▸ **Stated task**
Collect each line of the material below that contains the string "small" and copy those lines in full. The match is case-sensitive.

▸ **Input for this task**

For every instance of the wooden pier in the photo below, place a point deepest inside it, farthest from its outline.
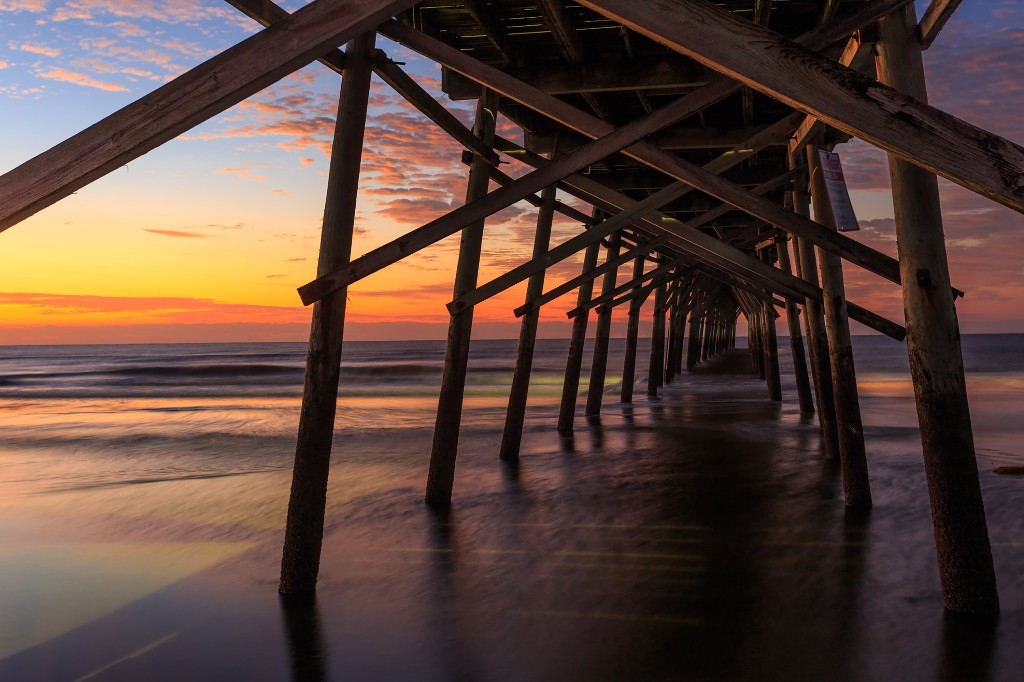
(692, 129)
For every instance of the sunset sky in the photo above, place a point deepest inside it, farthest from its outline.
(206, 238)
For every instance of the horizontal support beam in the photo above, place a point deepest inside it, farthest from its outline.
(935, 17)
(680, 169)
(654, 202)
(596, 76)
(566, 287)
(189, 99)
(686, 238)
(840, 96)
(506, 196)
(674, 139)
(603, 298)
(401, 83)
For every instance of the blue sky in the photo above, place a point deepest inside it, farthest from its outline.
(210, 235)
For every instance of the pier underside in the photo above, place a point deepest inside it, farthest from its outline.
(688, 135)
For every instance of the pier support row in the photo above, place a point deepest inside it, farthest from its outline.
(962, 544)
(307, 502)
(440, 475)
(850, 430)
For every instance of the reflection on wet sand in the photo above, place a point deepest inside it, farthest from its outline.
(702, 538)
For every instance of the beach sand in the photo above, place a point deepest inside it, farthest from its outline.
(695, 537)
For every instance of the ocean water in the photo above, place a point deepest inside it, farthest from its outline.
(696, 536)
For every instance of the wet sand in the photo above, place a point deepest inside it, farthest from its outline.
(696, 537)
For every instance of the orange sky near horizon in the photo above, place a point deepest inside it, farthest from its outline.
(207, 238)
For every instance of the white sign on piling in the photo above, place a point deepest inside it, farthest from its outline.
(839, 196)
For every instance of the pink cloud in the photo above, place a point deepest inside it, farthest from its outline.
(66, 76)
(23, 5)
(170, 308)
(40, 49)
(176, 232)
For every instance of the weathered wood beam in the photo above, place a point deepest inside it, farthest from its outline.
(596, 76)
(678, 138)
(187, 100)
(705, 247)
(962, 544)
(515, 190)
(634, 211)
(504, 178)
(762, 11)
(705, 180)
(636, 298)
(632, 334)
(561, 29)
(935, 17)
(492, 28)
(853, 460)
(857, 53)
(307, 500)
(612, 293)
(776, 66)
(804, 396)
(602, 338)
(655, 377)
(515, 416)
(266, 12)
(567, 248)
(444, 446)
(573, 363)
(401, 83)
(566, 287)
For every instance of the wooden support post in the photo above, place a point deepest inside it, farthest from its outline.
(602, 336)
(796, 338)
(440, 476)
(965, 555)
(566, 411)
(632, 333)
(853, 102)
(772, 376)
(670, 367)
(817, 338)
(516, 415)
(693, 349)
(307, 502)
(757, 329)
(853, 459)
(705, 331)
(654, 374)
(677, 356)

--

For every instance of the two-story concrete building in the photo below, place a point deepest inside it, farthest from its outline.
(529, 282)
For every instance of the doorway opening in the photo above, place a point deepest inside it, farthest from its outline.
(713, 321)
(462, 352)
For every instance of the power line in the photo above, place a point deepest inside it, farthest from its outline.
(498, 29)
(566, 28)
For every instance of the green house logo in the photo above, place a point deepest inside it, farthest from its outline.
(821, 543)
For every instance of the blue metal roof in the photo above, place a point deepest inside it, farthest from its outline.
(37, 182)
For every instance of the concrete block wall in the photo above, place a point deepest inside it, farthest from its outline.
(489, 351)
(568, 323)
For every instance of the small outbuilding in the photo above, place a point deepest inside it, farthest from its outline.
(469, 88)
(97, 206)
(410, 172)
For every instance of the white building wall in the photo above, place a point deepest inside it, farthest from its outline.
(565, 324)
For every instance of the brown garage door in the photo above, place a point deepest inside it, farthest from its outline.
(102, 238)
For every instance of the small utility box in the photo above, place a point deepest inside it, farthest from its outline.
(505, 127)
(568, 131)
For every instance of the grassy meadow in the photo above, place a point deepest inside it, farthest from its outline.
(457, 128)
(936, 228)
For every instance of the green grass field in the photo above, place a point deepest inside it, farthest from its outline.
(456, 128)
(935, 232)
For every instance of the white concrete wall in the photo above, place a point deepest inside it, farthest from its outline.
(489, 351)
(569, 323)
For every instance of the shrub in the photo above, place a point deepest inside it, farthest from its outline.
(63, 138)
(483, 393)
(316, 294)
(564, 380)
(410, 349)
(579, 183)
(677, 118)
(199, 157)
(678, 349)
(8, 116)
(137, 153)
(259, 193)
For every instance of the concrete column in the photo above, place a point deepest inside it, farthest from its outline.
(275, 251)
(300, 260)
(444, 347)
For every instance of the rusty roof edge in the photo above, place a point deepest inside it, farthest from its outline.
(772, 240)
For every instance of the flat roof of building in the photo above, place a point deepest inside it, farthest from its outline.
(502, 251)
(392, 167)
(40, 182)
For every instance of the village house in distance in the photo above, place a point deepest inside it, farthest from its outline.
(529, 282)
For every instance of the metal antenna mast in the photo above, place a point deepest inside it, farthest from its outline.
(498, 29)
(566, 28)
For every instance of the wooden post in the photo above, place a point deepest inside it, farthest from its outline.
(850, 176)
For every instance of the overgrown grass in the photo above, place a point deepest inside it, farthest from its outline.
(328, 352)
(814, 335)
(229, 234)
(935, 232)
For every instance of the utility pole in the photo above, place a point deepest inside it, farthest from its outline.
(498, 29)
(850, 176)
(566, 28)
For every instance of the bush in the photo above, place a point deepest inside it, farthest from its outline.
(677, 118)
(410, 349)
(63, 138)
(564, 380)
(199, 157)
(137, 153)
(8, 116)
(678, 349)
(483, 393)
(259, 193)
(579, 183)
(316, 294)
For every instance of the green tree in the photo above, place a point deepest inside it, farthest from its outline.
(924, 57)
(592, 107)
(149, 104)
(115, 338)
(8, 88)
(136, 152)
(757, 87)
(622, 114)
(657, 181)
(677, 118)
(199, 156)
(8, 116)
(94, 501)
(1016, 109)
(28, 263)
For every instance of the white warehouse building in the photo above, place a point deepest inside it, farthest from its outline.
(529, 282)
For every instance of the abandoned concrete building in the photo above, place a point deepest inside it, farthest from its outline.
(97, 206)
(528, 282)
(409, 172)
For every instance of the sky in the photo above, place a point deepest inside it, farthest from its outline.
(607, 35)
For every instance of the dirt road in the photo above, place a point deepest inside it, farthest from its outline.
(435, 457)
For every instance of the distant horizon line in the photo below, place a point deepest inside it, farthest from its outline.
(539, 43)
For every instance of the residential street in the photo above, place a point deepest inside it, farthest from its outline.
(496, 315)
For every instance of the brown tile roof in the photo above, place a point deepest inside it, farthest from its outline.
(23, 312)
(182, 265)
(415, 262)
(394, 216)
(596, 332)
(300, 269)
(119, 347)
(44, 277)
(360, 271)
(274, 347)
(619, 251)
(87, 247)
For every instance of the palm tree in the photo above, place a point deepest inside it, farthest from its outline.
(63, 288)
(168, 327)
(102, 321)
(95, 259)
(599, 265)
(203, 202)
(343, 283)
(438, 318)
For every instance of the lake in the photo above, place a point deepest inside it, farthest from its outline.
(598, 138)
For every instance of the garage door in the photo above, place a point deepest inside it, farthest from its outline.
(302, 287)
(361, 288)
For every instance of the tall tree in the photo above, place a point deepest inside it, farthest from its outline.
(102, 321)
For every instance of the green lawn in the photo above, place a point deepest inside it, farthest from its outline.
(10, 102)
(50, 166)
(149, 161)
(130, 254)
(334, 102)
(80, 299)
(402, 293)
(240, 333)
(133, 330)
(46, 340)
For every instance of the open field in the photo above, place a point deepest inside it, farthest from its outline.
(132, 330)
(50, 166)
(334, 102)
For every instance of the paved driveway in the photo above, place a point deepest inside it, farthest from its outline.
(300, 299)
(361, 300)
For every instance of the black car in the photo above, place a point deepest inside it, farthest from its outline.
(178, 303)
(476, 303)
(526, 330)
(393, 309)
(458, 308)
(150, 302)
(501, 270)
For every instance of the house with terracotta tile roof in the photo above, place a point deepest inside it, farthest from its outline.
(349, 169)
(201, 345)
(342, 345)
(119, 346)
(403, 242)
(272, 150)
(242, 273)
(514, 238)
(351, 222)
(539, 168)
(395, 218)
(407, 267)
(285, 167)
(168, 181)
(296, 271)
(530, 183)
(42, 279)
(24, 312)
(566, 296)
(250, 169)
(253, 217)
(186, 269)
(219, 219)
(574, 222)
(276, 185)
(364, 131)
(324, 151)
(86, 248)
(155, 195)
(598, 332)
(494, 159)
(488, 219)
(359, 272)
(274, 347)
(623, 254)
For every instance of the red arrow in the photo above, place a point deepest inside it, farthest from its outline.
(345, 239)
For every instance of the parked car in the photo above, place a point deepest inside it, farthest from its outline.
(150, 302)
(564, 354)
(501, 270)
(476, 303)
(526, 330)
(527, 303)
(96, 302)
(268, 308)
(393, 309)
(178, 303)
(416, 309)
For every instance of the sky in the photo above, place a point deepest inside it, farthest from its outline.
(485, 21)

▸ **The answer**
For every instance of the small outbuilding in the photo above, place a point deepest inside it, farthest from its outline.
For every instance of the small utility box in the photo above, place a point deepest inside it, farthest from its outline.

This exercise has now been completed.